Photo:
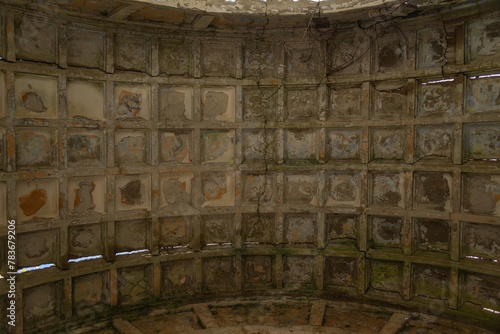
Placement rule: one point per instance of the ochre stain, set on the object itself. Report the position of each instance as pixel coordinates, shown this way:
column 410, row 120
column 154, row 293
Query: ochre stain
column 10, row 145
column 77, row 200
column 34, row 201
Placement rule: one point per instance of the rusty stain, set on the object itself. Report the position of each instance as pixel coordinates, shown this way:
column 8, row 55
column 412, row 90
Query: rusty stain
column 33, row 202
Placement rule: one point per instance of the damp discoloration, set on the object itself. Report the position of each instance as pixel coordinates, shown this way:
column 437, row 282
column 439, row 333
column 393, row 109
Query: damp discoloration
column 481, row 289
column 259, row 189
column 301, row 189
column 217, row 229
column 341, row 228
column 176, row 231
column 297, row 271
column 391, row 54
column 482, row 141
column 386, row 276
column 258, row 270
column 481, row 194
column 131, row 235
column 86, row 47
column 433, row 191
column 432, row 235
column 301, row 145
column 345, row 102
column 89, row 293
column 178, row 277
column 85, row 99
column 344, row 144
column 175, row 56
column 258, row 228
column 219, row 59
column 176, row 189
column 132, row 52
column 388, row 143
column 481, row 241
column 176, row 103
column 33, row 202
column 132, row 101
column 218, row 104
column 260, row 104
column 131, row 146
column 84, row 148
column 133, row 192
column 37, row 199
column 135, row 284
column 36, row 38
column 258, row 145
column 343, row 189
column 219, row 274
column 436, row 99
column 302, row 61
column 388, row 189
column 218, row 146
column 341, row 271
column 36, row 96
column 175, row 147
column 260, row 59
column 483, row 40
column 434, row 142
column 300, row 229
column 302, row 104
column 218, row 189
column 36, row 248
column 386, row 231
column 35, row 148
column 430, row 281
column 482, row 94
column 85, row 240
column 388, row 99
column 431, row 48
column 41, row 302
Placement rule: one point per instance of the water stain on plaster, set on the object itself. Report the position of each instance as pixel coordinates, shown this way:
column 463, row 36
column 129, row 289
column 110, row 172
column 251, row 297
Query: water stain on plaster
column 129, row 104
column 176, row 192
column 33, row 202
column 215, row 186
column 131, row 193
column 215, row 105
column 84, row 201
column 33, row 102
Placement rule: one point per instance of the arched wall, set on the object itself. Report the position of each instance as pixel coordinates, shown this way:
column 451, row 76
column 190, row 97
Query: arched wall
column 239, row 166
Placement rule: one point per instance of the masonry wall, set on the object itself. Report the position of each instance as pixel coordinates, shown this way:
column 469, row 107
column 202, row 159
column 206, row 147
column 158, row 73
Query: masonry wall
column 232, row 165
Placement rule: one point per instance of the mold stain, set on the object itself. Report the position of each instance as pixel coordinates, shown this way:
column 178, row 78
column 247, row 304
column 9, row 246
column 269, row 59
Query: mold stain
column 33, row 202
column 131, row 193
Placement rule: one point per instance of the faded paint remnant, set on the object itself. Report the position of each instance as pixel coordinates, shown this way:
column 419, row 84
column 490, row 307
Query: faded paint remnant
column 131, row 193
column 33, row 202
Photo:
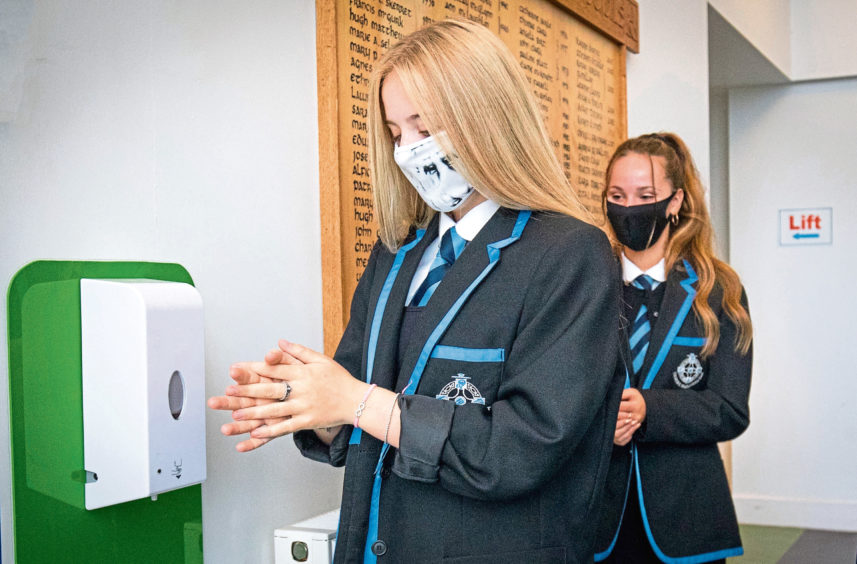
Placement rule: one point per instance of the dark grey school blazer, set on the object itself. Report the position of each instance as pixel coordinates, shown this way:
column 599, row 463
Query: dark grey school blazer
column 527, row 316
column 691, row 405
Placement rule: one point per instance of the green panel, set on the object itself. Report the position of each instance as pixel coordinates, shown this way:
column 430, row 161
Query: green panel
column 765, row 545
column 46, row 424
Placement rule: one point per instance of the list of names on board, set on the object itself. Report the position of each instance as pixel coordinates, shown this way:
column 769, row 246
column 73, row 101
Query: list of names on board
column 576, row 73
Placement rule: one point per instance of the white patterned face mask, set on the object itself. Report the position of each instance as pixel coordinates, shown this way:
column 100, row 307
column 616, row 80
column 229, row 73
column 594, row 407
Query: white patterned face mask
column 426, row 166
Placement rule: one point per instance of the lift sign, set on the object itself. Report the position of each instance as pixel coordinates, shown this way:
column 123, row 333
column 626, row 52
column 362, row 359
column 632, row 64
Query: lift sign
column 812, row 226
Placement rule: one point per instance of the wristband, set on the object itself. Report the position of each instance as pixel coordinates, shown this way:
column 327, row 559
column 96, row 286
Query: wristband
column 390, row 417
column 362, row 406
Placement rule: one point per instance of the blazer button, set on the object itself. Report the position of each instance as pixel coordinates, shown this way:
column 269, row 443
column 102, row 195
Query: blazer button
column 379, row 548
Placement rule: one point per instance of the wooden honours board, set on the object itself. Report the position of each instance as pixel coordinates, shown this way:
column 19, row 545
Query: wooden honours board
column 577, row 73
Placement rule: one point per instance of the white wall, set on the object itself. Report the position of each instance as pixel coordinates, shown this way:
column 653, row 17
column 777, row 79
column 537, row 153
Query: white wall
column 766, row 24
column 668, row 79
column 823, row 41
column 181, row 131
column 793, row 147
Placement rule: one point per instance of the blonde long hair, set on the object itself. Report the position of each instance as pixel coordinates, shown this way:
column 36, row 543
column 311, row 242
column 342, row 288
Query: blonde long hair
column 465, row 83
column 693, row 237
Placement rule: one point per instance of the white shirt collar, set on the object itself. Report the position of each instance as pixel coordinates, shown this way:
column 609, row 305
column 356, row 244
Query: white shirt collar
column 630, row 271
column 472, row 222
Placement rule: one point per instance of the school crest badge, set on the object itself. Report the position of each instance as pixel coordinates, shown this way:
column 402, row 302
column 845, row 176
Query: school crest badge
column 461, row 391
column 689, row 372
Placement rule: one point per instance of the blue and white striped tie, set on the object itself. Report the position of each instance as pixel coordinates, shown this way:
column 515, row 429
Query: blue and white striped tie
column 639, row 340
column 451, row 245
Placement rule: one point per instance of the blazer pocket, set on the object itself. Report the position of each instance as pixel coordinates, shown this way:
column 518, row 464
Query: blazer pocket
column 465, row 375
column 689, row 370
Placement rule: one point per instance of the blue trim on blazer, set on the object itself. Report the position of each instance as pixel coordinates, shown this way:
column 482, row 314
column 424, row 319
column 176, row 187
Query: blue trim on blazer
column 356, row 433
column 416, row 375
column 602, row 555
column 693, row 559
column 465, row 354
column 687, row 284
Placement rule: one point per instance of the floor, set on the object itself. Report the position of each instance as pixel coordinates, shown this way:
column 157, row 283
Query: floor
column 781, row 545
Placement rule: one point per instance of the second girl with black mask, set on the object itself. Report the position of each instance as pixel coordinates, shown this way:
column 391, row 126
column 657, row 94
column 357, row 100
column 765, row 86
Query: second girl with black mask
column 473, row 395
column 689, row 343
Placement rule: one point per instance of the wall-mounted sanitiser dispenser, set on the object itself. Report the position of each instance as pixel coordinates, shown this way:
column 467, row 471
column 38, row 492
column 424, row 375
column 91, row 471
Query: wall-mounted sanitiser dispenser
column 143, row 388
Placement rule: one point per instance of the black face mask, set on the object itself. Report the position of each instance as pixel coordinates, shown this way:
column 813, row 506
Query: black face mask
column 637, row 227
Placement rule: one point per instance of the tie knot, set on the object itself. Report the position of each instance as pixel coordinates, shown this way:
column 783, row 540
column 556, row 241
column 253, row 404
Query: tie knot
column 644, row 282
column 451, row 245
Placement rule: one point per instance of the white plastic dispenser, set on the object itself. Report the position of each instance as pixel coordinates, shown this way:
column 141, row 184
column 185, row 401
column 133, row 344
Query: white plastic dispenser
column 143, row 388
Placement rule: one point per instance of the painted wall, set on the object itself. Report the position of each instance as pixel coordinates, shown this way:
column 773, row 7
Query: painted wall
column 182, row 132
column 668, row 79
column 766, row 24
column 793, row 147
column 823, row 41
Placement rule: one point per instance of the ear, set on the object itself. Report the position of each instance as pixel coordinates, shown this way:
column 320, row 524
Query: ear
column 675, row 203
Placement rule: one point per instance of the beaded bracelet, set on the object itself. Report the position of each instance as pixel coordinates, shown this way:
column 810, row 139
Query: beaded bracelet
column 390, row 417
column 362, row 406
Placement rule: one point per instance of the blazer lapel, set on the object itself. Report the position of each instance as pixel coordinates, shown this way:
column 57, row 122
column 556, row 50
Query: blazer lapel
column 387, row 340
column 677, row 302
column 466, row 270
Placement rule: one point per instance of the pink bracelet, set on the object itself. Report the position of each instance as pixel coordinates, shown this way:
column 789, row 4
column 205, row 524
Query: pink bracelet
column 362, row 406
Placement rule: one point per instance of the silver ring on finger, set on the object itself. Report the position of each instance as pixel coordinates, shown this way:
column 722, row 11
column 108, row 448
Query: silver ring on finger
column 287, row 391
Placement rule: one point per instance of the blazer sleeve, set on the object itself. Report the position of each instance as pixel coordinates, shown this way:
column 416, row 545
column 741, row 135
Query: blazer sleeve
column 349, row 354
column 718, row 413
column 557, row 374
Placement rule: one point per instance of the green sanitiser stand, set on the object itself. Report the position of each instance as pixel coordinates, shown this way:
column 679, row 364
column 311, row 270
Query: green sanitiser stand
column 51, row 523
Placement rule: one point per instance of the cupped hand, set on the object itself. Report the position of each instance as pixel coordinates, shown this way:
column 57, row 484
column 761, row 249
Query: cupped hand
column 322, row 395
column 632, row 413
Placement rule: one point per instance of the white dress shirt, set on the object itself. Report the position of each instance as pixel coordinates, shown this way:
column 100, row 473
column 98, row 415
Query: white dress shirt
column 630, row 271
column 467, row 227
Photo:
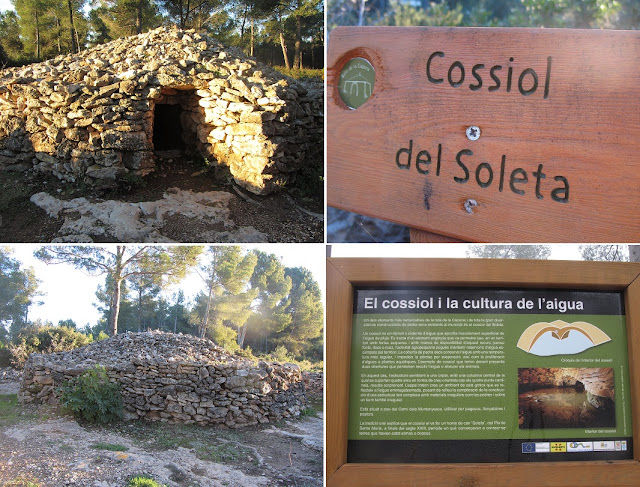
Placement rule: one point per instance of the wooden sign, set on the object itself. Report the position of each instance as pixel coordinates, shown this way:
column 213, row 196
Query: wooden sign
column 345, row 277
column 487, row 134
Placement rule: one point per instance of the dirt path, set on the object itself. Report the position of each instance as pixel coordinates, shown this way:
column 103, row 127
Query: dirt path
column 41, row 445
column 180, row 202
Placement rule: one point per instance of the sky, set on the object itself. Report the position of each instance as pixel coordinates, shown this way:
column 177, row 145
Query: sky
column 70, row 293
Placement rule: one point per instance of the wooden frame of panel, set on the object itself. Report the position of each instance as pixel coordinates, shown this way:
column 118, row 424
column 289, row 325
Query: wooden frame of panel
column 345, row 273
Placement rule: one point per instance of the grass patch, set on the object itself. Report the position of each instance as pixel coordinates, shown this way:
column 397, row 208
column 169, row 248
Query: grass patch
column 108, row 446
column 143, row 481
column 22, row 482
column 317, row 74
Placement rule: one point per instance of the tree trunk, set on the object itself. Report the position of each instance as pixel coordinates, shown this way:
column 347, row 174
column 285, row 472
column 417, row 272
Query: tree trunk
column 297, row 57
column 115, row 297
column 139, row 310
column 72, row 28
column 37, row 36
column 241, row 335
column 205, row 321
column 251, row 47
column 115, row 307
column 284, row 51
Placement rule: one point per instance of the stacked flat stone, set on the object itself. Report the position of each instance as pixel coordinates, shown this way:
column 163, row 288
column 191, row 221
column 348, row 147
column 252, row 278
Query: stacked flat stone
column 176, row 378
column 89, row 116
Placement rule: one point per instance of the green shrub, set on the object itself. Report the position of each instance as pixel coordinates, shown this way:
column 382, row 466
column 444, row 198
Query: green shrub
column 45, row 339
column 5, row 356
column 101, row 336
column 92, row 397
column 143, row 481
column 317, row 74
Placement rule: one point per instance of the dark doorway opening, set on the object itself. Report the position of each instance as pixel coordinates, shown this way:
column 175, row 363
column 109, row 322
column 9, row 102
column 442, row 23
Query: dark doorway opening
column 167, row 127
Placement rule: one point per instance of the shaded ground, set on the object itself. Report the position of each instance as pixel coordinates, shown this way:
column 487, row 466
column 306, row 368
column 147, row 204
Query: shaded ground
column 344, row 226
column 40, row 445
column 282, row 217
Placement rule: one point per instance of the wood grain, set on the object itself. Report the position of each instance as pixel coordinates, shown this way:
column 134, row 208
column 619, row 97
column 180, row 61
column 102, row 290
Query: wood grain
column 587, row 130
column 632, row 306
column 343, row 274
column 421, row 236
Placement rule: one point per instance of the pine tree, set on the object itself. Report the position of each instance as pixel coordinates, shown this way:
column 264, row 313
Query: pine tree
column 271, row 316
column 226, row 276
column 509, row 251
column 306, row 311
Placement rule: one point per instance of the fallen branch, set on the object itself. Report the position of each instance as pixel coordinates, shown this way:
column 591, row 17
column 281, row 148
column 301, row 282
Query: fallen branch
column 245, row 197
column 318, row 216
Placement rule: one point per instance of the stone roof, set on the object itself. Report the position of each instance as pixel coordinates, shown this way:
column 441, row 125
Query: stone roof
column 90, row 115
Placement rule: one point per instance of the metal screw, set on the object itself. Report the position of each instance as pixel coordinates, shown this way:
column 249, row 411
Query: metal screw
column 473, row 132
column 469, row 205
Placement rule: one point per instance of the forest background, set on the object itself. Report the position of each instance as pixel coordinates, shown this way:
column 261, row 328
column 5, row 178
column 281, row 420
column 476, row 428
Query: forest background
column 249, row 302
column 287, row 33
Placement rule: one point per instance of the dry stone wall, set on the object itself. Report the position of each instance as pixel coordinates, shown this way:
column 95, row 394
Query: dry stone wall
column 177, row 378
column 90, row 116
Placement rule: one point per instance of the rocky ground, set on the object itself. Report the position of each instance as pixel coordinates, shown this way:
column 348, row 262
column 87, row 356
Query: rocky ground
column 181, row 202
column 39, row 444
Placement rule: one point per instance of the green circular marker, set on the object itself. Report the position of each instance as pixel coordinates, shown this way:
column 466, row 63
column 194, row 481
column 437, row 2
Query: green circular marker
column 356, row 82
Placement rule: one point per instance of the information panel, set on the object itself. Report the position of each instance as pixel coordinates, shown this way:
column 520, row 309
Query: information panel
column 488, row 375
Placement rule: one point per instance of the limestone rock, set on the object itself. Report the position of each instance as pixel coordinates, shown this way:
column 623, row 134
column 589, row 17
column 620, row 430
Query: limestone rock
column 180, row 378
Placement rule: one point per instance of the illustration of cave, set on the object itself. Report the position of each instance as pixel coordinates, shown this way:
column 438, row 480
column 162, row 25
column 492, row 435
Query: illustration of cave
column 566, row 398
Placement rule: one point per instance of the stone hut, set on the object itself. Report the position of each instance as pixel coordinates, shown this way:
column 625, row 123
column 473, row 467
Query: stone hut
column 177, row 378
column 99, row 115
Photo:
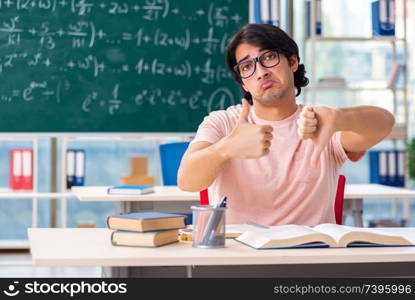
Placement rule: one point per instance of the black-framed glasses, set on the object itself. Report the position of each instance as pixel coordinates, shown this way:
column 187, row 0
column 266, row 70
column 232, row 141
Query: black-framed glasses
column 247, row 67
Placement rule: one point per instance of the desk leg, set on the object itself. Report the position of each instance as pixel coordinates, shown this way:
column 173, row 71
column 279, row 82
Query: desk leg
column 114, row 272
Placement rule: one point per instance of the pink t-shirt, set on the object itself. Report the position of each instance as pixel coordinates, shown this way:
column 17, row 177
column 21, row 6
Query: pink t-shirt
column 278, row 188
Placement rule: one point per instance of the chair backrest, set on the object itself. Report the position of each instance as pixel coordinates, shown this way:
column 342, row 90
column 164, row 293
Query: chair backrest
column 170, row 157
column 338, row 203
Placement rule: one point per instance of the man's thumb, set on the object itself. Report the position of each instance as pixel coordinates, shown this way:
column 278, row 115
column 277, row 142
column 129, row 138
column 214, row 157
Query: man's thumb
column 315, row 157
column 243, row 117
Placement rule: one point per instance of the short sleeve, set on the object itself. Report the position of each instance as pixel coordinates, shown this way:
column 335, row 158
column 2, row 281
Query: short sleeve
column 211, row 130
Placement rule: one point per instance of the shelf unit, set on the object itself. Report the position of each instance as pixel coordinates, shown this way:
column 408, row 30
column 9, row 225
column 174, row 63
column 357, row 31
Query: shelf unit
column 400, row 131
column 7, row 193
column 65, row 140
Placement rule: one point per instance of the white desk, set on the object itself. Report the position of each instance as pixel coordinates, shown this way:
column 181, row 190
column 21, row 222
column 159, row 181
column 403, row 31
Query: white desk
column 171, row 198
column 92, row 247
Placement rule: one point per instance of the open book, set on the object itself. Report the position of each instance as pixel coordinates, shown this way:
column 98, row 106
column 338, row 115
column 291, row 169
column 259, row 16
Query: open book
column 326, row 235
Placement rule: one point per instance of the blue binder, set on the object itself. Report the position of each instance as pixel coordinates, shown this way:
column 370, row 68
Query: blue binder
column 383, row 17
column 317, row 17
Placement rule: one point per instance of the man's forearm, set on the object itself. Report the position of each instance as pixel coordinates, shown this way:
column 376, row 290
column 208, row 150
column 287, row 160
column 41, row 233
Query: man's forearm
column 369, row 124
column 200, row 168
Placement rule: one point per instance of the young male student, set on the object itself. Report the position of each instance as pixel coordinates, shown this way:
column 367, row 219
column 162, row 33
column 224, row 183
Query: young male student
column 276, row 161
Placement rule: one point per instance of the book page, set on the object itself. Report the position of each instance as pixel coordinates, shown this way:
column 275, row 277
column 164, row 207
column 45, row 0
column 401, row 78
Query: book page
column 334, row 230
column 234, row 230
column 346, row 235
column 284, row 236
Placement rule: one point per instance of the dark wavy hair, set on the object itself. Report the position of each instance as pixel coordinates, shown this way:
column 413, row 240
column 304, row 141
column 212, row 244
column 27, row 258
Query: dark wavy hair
column 265, row 36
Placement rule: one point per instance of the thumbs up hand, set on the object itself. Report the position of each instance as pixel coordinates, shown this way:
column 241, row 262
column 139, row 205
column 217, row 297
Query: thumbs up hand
column 248, row 140
column 317, row 124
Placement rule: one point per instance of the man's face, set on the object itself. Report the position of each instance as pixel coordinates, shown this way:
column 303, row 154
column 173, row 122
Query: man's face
column 267, row 85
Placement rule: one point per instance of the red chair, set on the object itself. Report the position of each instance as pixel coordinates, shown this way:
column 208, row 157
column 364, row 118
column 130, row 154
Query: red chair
column 338, row 203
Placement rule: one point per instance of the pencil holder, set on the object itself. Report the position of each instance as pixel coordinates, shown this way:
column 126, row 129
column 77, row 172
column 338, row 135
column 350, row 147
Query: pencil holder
column 208, row 226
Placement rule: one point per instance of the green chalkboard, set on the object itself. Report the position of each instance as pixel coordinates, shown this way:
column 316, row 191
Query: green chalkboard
column 115, row 66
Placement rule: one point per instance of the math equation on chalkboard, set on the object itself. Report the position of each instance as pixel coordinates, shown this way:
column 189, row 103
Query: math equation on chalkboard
column 150, row 65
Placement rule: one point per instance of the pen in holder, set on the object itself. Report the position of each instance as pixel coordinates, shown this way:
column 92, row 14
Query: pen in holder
column 208, row 226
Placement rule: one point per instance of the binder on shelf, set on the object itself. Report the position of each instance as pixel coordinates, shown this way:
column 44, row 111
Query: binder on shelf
column 79, row 179
column 316, row 13
column 15, row 172
column 374, row 167
column 21, row 169
column 383, row 168
column 27, row 170
column 394, row 75
column 75, row 168
column 400, row 158
column 383, row 17
column 387, row 167
column 267, row 12
column 392, row 174
column 70, row 168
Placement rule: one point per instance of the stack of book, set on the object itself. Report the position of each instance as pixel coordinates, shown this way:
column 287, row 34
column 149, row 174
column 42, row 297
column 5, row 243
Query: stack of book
column 145, row 229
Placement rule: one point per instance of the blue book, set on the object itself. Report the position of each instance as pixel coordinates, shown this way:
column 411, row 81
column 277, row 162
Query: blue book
column 374, row 166
column 130, row 189
column 145, row 221
column 383, row 168
column 317, row 17
column 383, row 17
column 400, row 164
column 392, row 169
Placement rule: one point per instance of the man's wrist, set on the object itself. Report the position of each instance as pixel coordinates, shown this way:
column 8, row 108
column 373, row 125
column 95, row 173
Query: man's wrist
column 222, row 149
column 342, row 119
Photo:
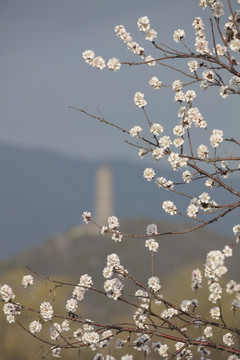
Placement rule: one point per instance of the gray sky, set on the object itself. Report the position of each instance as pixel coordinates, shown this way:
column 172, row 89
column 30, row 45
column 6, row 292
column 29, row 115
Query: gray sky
column 42, row 73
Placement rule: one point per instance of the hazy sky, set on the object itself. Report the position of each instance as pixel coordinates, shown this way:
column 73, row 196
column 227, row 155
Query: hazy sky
column 42, row 73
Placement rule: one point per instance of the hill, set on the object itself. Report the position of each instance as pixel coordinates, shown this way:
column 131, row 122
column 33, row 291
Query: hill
column 43, row 193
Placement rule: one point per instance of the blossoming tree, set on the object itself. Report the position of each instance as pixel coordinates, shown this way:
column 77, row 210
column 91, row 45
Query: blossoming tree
column 160, row 328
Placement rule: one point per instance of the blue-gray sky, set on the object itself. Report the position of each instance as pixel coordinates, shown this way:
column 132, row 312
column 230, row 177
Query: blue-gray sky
column 42, row 73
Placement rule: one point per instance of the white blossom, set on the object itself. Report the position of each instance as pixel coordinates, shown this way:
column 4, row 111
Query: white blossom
column 228, row 339
column 46, row 310
column 154, row 283
column 27, row 280
column 135, row 131
column 113, row 64
column 169, row 207
column 152, row 245
column 139, row 99
column 178, row 35
column 149, row 174
column 71, row 305
column 6, row 293
column 155, row 83
column 151, row 229
column 215, row 312
column 150, row 60
column 35, row 327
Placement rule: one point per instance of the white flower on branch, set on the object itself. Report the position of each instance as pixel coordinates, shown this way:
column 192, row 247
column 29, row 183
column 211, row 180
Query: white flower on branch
column 169, row 207
column 27, row 280
column 117, row 236
column 163, row 351
column 113, row 64
column 35, row 327
column 235, row 44
column 139, row 99
column 178, row 130
column 215, row 312
column 165, row 142
column 192, row 65
column 221, row 50
column 228, row 339
column 86, row 281
column 209, row 183
column 177, row 85
column 152, row 245
column 71, row 305
column 113, row 288
column 99, row 63
column 135, row 131
column 151, row 229
column 178, row 35
column 55, row 331
column 158, row 153
column 180, row 96
column 88, row 56
column 187, row 176
column 190, row 95
column 149, row 174
column 203, row 151
column 236, row 229
column 192, row 210
column 227, row 251
column 155, row 83
column 90, row 337
column 156, row 129
column 216, row 138
column 46, row 310
column 154, row 283
column 234, row 82
column 6, row 293
column 196, row 279
column 223, row 91
column 143, row 24
column 151, row 60
column 178, row 141
column 208, row 331
column 113, row 261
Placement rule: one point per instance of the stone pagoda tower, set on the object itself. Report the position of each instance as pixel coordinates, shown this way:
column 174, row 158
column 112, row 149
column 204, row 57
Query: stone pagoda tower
column 103, row 195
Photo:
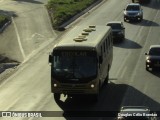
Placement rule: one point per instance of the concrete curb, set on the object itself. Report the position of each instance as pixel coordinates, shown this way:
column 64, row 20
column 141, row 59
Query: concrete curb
column 62, row 27
column 4, row 26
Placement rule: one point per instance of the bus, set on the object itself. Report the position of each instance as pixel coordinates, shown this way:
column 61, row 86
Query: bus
column 81, row 61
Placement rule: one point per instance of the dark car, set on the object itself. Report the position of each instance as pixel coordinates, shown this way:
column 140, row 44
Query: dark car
column 153, row 57
column 133, row 11
column 136, row 113
column 118, row 30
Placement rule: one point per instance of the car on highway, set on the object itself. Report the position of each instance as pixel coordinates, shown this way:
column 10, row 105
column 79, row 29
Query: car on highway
column 118, row 30
column 133, row 11
column 136, row 113
column 153, row 57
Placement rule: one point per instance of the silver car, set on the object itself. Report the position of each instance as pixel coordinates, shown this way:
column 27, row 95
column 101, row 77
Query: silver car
column 133, row 11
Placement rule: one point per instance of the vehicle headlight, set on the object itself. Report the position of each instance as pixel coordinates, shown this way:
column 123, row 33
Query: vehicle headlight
column 120, row 32
column 125, row 12
column 55, row 85
column 148, row 61
column 92, row 85
column 138, row 13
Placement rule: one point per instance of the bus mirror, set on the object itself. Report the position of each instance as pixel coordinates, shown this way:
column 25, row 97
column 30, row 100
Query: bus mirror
column 100, row 59
column 50, row 58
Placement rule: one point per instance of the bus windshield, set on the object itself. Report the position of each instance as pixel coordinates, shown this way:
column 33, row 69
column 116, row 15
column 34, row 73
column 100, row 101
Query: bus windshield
column 76, row 66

* **INSTRUCTIONS FOR THE TASK**: Can you give the items again, starting at the line that contains "Placement rule: one point per instance of the red" and ending at the line that contains "column 145, row 229", with each "chalkboard" replaced by "blackboard" and nothing else changed?

* **WRITTEN RESPONSE**:
Placement rule: one point per instance of the red chair, set on the object itself. Report the position of each instance as pixel coordinates, shown this way:
column 208, row 157
column 364, row 118
column 130, row 154
Query: red chair
column 338, row 203
Placement rule: one point per instance of the pencil holder, set on the object itself. Report the position of each instance as pixel coordinates, shown this way:
column 126, row 129
column 77, row 172
column 338, row 135
column 350, row 147
Query: pencil holder
column 208, row 226
Placement rule: one point per instance of the green blackboard, set on the object itself. Report the position of each instance as pixel coordinates, shown this way:
column 316, row 191
Query: green blackboard
column 115, row 66
Placement rule: one point per instance of the math equation on blackboard, set on the object itself. Report the position of each instance as pixel coordinates, shown this way:
column 189, row 103
Query: math equation on blackboard
column 150, row 65
Placement rule: one point per instance of the pen in holder, set on the object itself. Report the position of each instance as pixel coordinates, shown this way:
column 92, row 14
Query: pen in holder
column 208, row 226
Placement rule: one point per instance of the binder on shelf, set on the object itself. Report the position of each instance as pixel coordinates, shown this way:
column 44, row 111
Query: binder on shelf
column 79, row 179
column 316, row 13
column 15, row 172
column 374, row 167
column 21, row 169
column 383, row 168
column 27, row 170
column 394, row 75
column 75, row 168
column 400, row 158
column 383, row 17
column 387, row 167
column 267, row 12
column 392, row 174
column 70, row 168
Placement rule: one point per instance of the stack of book, set on the object itself. Report the position of each instance as pixel coordinates, shown this way:
column 287, row 34
column 149, row 174
column 42, row 297
column 5, row 243
Query: stack of book
column 145, row 229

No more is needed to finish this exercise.